» SELECTED EXTRACT:
▬▬▬

Bumblebee numbers plummet in North America

Research
Four bumblebee species once common across most of North America have suffered precipitous – and so far mysterious – declines, a new study shows. Within the past 20 years abundances of the bee species Bombus occidentalis, Bombus affinis, Bombus pensylvanicus, and Bombus terricola have plummeted by up to 96 percent. The finding is based on a new analysis of more than 73,000 museum collections of bumblebees, which showed where bees had been found over the last century, as well as collections of wild bees across the United States. The study examined eight of the fifty known bumblebee species in North America in thoroughly fashion. “We found that yes, indeed, these four species are seriously declining, but amazingly there are some other species doing very well,” said study co-author Sydney Cameron of the University of Illinois‘ department of entomology. The discovery makes it harder to pinpoint pesticides or climate change as singular causes for the bug die-off, because those factors wouldn’t explain why other bumblebee species in the same areas have actually survived. One possibility is that the four species in crisis may all be infected with the invasive Nosema bombi fungus, which was found in greater quantities on the dying bumblebees than on relatively healthy species that were also studied by Cameron’s team. And bees reared in Europe, where the fungus is much more virulent, were imported to California in the early 1990s – right before the American bees began to die off. But the link isn’t certain yet. “We’re at this frustrating stage where there is a lot of circumstantial evidence to say that these species are declining because of this pathogen,” Cameron said. “But we don’t have direct evidence. We have no clear-cut notion of cause and effect.”

▬▬▬

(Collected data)
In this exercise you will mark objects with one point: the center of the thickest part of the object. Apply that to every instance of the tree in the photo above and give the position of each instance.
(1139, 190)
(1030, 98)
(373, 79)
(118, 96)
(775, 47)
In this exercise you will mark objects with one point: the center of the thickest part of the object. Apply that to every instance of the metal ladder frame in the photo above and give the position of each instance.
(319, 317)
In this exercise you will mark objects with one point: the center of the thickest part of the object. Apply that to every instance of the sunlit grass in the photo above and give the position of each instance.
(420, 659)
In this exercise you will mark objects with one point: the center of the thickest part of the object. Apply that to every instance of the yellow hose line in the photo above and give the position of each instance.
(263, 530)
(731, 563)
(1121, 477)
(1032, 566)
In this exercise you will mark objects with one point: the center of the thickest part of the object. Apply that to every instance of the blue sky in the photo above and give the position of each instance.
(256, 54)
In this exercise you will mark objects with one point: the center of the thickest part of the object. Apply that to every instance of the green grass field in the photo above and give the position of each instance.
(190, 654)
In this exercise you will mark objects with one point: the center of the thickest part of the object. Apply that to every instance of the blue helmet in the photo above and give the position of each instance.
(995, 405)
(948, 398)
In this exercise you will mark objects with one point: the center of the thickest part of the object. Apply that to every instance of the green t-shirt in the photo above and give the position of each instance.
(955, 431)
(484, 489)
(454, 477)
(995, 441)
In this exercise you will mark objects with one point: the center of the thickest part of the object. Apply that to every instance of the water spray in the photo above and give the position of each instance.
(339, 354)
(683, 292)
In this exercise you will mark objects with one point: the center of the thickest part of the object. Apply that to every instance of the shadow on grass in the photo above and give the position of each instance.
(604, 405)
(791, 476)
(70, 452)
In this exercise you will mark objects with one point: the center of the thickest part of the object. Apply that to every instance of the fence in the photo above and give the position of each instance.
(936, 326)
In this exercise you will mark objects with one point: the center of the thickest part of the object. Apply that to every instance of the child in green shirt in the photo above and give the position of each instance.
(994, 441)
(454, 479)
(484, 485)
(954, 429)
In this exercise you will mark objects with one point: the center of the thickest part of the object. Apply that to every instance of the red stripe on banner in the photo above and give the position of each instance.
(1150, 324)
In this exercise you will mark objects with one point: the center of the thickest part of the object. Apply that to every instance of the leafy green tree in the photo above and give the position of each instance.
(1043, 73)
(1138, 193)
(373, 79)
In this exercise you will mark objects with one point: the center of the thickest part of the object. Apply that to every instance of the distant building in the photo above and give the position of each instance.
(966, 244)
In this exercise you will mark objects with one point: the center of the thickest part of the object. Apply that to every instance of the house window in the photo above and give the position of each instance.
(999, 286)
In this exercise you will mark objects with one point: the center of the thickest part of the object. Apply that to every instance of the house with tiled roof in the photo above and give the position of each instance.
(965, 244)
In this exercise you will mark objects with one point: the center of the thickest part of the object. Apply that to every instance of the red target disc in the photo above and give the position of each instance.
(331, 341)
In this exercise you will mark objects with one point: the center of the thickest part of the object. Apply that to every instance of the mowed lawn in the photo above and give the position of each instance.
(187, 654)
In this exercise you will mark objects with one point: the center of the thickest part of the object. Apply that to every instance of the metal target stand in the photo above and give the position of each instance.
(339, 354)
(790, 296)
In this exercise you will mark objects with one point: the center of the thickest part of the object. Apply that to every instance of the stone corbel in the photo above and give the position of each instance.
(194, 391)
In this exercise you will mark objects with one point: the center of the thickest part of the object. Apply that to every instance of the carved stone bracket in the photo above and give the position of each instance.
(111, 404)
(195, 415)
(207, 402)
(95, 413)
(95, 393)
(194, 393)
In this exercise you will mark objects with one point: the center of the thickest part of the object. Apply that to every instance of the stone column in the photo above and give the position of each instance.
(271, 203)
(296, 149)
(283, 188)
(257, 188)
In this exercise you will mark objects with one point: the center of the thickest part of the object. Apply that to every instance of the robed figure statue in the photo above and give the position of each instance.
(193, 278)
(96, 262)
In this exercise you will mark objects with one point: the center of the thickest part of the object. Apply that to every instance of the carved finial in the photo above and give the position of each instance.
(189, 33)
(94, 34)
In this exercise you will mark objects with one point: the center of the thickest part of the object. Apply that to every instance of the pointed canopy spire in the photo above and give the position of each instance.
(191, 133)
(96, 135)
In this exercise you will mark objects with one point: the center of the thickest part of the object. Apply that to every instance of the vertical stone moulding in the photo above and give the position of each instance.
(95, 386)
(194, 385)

▬▬▬

» SET OF TASKS:
A: Using the bumblebee article, answer each question below. Mark your answers (i), (ii) and (iii).
(i) By up to what percentage have the four bumblebee species declined?
(ii) How many museum collections of bumblebees did the new analysis draw on?
(iii) When were bees reared in Europe imported to California?
B: Say whether each statement below agrees with the bumblebee article. For each, give yes or no and quote the words from the article that decide it. Mark your answers (i), (ii) and (iii).
(i) The study examined all fifty known bumblebee species in North America.
(ii) The Nosema bombi fungus was found in greater quantities on the dying bumblebees than on relatively healthy species.
(iii) Cameron says there is direct evidence that the pathogen is causing the declines.

» REPLIES:
A:
(i) Up to 96 percent
(ii) More than 73,000
(iii) In the early 1990s

B:
(i) No: "The study examined eight of the fifty known bumblebee species in North America"
(ii) Yes: "which was found in greater quantities on the dying bumblebees than on relatively healthy species"
(iii) No: "But we don’t have direct evidence."